▸ **WHAT IS BEING ASKED**: Can you revise everything in the listing below, from the line containing "Practice. Locate the dark blue" down to the line containing "[(519, 341)]", so that "dark blue water" reads "deep blue water" and nothing else changes? Return only those lines.

|---|

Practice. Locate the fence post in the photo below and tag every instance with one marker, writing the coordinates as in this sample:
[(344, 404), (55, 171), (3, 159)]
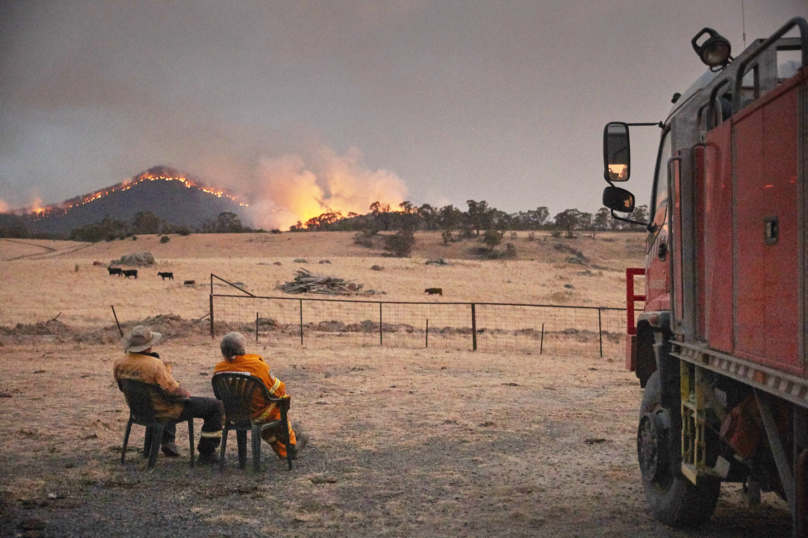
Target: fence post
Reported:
[(473, 327), (600, 334), (541, 345), (427, 333)]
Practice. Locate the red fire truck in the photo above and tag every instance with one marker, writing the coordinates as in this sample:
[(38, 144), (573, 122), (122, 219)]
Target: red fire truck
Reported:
[(721, 346)]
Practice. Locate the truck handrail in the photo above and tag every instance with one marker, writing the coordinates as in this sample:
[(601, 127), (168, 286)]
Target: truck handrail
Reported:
[(711, 123), (796, 21)]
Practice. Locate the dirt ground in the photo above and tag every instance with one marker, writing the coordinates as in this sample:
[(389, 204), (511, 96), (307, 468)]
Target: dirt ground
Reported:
[(403, 443)]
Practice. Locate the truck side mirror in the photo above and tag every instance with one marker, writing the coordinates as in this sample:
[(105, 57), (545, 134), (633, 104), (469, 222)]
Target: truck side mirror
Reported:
[(618, 199), (616, 152)]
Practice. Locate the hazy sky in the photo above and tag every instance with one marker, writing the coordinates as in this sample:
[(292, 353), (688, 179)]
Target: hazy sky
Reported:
[(434, 101)]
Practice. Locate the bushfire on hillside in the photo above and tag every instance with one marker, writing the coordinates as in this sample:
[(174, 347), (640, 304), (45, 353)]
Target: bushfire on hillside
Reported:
[(54, 210)]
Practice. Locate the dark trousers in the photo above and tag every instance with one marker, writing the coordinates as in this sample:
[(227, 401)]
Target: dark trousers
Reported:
[(208, 409)]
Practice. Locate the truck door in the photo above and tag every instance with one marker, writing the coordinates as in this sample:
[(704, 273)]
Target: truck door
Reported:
[(657, 279), (766, 270)]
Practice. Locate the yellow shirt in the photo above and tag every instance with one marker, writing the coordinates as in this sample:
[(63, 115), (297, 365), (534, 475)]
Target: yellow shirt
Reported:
[(151, 370)]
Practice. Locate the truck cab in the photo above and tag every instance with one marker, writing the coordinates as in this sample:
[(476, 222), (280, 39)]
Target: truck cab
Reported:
[(720, 343)]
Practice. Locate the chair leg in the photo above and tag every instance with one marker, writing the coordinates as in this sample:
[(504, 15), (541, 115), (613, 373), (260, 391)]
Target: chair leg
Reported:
[(287, 440), (256, 439), (224, 445), (241, 436), (147, 440), (126, 440), (157, 436), (191, 437)]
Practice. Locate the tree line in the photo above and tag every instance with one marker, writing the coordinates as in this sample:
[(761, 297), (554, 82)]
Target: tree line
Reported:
[(476, 219), (147, 222)]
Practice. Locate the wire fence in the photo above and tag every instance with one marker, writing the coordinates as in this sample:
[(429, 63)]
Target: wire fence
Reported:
[(494, 327)]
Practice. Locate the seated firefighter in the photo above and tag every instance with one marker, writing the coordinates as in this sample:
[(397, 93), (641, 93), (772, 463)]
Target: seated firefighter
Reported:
[(237, 360), (142, 364)]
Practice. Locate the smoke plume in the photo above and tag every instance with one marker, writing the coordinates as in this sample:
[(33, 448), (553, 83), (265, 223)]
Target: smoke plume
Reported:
[(289, 189)]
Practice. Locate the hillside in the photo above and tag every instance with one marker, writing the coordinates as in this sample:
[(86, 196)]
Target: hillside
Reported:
[(170, 195)]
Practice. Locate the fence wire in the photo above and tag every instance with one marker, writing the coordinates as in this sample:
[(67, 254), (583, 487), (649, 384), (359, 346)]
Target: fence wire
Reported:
[(589, 331)]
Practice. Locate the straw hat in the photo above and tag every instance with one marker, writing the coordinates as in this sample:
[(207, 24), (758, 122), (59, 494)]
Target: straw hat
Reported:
[(140, 339)]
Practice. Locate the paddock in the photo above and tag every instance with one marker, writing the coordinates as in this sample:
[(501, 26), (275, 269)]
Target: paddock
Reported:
[(403, 443)]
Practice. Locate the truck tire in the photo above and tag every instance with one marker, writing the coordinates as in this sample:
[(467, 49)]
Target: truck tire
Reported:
[(673, 499)]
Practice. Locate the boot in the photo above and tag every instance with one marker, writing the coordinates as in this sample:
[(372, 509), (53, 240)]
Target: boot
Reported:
[(208, 458), (302, 441), (170, 450)]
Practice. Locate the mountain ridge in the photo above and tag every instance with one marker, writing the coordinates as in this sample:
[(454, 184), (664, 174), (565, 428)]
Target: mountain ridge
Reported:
[(172, 196)]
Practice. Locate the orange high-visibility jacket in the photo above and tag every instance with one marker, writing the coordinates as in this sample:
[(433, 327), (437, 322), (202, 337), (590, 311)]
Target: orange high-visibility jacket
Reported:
[(262, 411)]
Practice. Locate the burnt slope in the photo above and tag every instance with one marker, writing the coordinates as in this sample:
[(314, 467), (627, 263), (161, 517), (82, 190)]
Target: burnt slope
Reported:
[(170, 201)]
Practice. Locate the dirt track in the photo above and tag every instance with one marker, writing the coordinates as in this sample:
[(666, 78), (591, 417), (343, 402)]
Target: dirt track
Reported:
[(404, 443)]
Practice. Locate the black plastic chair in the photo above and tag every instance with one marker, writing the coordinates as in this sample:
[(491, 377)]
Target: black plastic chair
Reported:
[(141, 412), (236, 392)]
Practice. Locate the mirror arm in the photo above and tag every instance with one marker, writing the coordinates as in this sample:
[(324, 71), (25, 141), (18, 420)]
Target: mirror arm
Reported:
[(660, 124), (648, 225)]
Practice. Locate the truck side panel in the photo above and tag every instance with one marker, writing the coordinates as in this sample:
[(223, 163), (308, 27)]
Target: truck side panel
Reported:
[(781, 282), (766, 266), (718, 242)]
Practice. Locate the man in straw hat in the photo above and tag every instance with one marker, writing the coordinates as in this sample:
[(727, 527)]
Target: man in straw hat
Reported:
[(236, 359), (176, 403)]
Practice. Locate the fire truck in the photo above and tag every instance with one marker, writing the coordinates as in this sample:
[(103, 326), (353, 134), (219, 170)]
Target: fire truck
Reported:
[(721, 345)]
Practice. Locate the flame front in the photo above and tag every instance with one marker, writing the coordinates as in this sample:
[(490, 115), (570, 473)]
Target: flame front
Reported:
[(58, 210)]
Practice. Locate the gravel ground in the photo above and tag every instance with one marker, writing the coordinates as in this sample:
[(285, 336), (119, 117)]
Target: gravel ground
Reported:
[(403, 443)]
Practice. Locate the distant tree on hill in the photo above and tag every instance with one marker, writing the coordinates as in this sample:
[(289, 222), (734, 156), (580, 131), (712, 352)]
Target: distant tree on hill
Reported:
[(106, 229), (492, 238), (146, 222), (226, 223), (400, 244), (568, 220)]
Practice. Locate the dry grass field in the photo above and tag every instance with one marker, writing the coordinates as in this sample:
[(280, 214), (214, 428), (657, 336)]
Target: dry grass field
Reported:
[(404, 442), (44, 278)]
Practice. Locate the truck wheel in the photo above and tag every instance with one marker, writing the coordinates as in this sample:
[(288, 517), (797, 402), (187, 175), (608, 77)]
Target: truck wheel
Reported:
[(673, 499)]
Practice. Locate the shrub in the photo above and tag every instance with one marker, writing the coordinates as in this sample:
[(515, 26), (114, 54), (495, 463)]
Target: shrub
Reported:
[(363, 240), (492, 238), (400, 244)]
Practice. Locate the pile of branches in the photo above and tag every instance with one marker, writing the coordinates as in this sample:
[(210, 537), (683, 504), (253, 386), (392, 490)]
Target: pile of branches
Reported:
[(306, 282)]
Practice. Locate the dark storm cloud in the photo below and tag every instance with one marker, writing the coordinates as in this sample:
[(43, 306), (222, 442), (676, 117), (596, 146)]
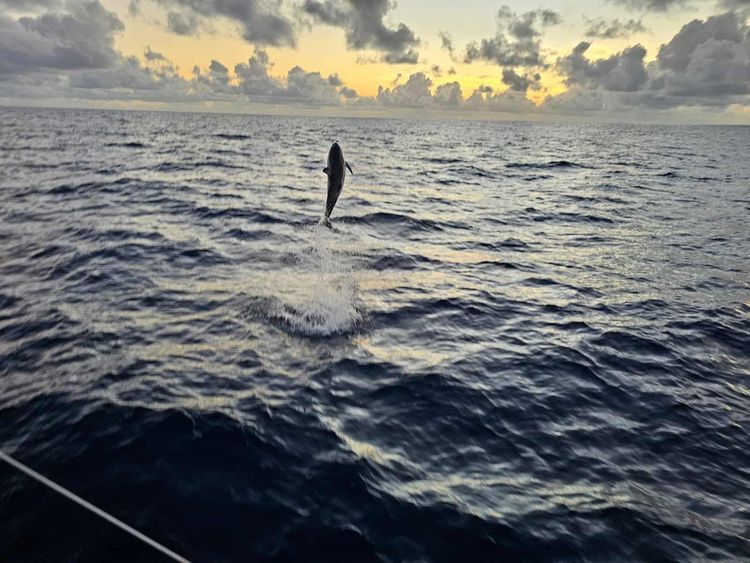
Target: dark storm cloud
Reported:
[(364, 24), (521, 82), (622, 72), (707, 63), (652, 5), (614, 28), (80, 39), (517, 41), (706, 58)]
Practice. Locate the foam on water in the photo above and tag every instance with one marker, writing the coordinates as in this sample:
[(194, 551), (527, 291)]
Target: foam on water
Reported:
[(327, 303)]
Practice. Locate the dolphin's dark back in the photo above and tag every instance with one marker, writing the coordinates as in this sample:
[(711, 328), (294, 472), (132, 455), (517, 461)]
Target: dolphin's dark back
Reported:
[(336, 173)]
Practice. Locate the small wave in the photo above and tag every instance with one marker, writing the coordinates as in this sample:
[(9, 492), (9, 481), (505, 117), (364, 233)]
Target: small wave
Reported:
[(329, 305), (386, 218), (548, 164), (127, 145), (233, 136)]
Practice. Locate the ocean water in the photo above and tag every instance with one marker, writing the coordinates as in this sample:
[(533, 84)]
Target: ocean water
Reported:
[(518, 342)]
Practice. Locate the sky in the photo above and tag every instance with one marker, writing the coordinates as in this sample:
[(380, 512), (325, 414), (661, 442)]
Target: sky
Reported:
[(615, 60)]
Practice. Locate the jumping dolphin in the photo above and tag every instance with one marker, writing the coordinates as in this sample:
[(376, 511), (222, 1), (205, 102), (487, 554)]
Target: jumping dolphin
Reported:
[(336, 171)]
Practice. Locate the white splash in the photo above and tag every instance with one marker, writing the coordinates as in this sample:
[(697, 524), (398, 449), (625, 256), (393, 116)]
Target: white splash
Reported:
[(326, 303)]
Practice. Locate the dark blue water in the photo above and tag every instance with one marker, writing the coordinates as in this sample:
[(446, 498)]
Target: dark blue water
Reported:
[(519, 341)]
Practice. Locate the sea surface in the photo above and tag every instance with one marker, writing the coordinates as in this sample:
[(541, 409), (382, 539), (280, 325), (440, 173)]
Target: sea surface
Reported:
[(518, 342)]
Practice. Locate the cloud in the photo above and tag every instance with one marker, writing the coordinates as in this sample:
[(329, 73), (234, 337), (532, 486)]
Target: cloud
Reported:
[(29, 5), (183, 24), (706, 58), (614, 28), (80, 39), (415, 92), (363, 22), (300, 86), (152, 56), (261, 22), (509, 101), (652, 5), (707, 63), (448, 95), (621, 72), (446, 42), (517, 41), (521, 83)]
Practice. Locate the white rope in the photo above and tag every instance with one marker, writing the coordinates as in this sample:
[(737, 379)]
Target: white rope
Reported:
[(98, 511)]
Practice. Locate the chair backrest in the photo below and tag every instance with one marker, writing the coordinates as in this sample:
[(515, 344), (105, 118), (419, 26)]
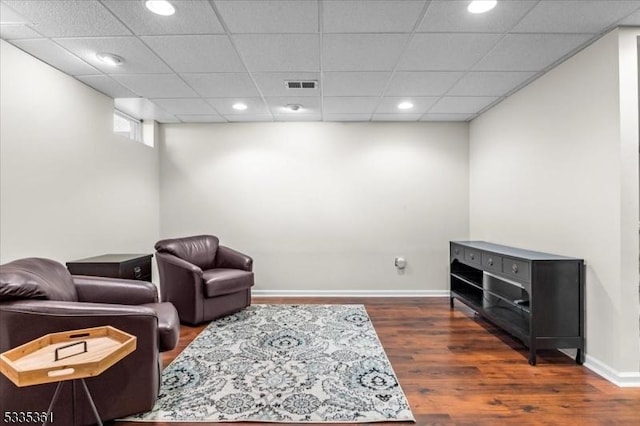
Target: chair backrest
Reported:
[(200, 249), (36, 278)]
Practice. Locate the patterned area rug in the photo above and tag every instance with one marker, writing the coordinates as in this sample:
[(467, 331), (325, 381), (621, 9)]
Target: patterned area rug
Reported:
[(283, 363)]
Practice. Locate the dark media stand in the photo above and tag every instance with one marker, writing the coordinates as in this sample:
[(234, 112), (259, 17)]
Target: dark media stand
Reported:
[(536, 297)]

|---|

▸ **FINISHED EXERCISE**:
Practice. Locate the deep blue water in the photo above and tag every instance with one marker, writing the coordinates as in this sample:
[(446, 498)]
Target: deep blue water
Reported:
[(519, 341)]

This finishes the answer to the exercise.